● **PFLICHTAUFGABEN**:
1 > Beantworten Sie zum Textauszug über die Stiefkindadoption die folgenden Fragen:
(a) Seit welchem Jahr sind Luisa und Stephanie ein Paar?
(b) Auf welcher Website wurde der Beitrag veröffentlicht?
(c) Wie nennt man das Verfahren, mit dem Stephanie ihr eigenes Kind adoptieren will?
2 > Entnehmen Sie dem Textauszug über die Stiefkindadoption wortgetreu alles von „Luisa und Stephanie sind“ bis hinunter zu „Leben verdammt kompliziert.“.

● **TEXTAUSZUG**:
........

Dieser Beitrag wurde am 27.03.2019 auf bento.de veröffentlicht.

Irgendwann, als sie das gefühlt tausendste Formular ausgefüllt hatten und das Jugendamt ihre Wohnung mehrfach inspiziert hatte, wurde Luisa und Stephanie etwas klar: "So fühlt sich also strukturelle Diskriminierung an."

Denn der Grund für all die Aufregung war: ihre Tochter Charlotte. Und die Tatsache, dass auch Stephanie offiziell ihre Mutter sein wollte. 

Luisa und Stephanie sind seit 2007 ein Paar, fünf Jahre später entscheiden sie sich für eine eingetragene Lebenspartnerschaft. "Wir wussten von Anfang an, dass die jeweils andere 'die Eine' ist, dass wir unser Leben gemeinsam verbringen wollen – und dass auch mindestens ein Kind zu unseren Zukunftsplänen gehörte", erzählt Luisa bento. 2017 klappt es: Luisa bringt mit Spendersamen aus einer Kinderwunschklinik Charlotte zur Welt. Eine glückliche Kleinfamilie. Wäre da nicht diese eine Sache: Dass Luisa und Stephanie nicht Luisa und Stephan sind. Und das macht ihr Leben verdammt kompliziert. 

Für Stephanie beginnt ein zermürbender Kampf mit den Behörden um die Adoption ihres eigenen Kindes.

"Stiefkindadoption" nennt man das.

........

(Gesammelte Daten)

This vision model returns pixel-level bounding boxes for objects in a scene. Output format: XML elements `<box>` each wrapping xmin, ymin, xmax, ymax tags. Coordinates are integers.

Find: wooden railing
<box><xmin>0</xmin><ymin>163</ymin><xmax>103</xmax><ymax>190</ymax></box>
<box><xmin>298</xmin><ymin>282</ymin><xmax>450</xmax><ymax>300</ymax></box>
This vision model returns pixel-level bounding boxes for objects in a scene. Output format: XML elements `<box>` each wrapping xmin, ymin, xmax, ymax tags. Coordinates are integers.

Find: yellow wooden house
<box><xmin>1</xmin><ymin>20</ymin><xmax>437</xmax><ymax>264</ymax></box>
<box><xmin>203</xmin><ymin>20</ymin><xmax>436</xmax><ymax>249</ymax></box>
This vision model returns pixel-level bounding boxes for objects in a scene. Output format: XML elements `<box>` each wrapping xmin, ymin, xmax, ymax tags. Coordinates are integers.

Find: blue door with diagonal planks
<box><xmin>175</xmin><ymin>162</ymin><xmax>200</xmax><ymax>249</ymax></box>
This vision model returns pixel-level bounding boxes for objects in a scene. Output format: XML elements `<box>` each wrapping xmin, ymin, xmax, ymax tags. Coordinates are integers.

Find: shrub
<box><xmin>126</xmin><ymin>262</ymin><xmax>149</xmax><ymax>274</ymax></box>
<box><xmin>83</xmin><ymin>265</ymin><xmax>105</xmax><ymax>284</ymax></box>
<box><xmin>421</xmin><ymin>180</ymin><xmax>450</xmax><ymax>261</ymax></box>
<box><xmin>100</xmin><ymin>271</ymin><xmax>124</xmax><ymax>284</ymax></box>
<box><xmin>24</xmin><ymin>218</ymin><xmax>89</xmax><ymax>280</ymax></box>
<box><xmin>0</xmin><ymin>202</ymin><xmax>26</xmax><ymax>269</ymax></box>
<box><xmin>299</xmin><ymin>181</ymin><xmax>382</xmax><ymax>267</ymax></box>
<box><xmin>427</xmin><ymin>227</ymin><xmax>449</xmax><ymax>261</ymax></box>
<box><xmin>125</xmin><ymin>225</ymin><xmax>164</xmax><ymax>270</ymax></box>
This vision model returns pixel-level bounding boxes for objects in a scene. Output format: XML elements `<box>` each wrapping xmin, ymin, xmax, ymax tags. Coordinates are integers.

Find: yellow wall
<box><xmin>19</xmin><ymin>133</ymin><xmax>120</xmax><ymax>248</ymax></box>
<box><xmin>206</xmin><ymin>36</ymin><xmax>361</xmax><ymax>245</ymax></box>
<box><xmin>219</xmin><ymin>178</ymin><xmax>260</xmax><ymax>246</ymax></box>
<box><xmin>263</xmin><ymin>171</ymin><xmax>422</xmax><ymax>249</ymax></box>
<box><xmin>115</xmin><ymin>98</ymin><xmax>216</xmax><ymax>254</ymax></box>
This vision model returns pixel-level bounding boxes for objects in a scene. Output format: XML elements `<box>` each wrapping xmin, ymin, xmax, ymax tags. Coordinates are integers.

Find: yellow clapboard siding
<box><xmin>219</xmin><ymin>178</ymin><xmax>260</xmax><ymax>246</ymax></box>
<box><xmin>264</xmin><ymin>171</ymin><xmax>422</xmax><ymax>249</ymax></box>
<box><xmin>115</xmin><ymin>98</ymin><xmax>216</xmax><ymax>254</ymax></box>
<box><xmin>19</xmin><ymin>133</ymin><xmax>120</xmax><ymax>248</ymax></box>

........

● **LÖSUNGSTEIL**:
1 >
(a) Seit 2007.
(b) Auf bento.de.
(c) Stiefkindadoption.

2 >
Luisa und Stephanie sind seit 2007 ein Paar, fünf Jahre später entscheiden sie sich für eine eingetragene Lebenspartnerschaft. "Wir wussten von Anfang an, dass die jeweils andere 'die Eine' ist, dass wir unser Leben gemeinsam verbringen wollen – und dass auch mindestens ein Kind zu unseren Zukunftsplänen gehörte", erzählt Luisa bento. 2017 klappt es: Luisa bringt mit Spendersamen aus einer Kinderwunschklinik Charlotte zur Welt. Eine glückliche Kleinfamilie. Wäre da nicht diese eine Sache: Dass Luisa und Stephanie nicht Luisa und Stephan sind. Und das macht ihr Leben verdammt kompliziert.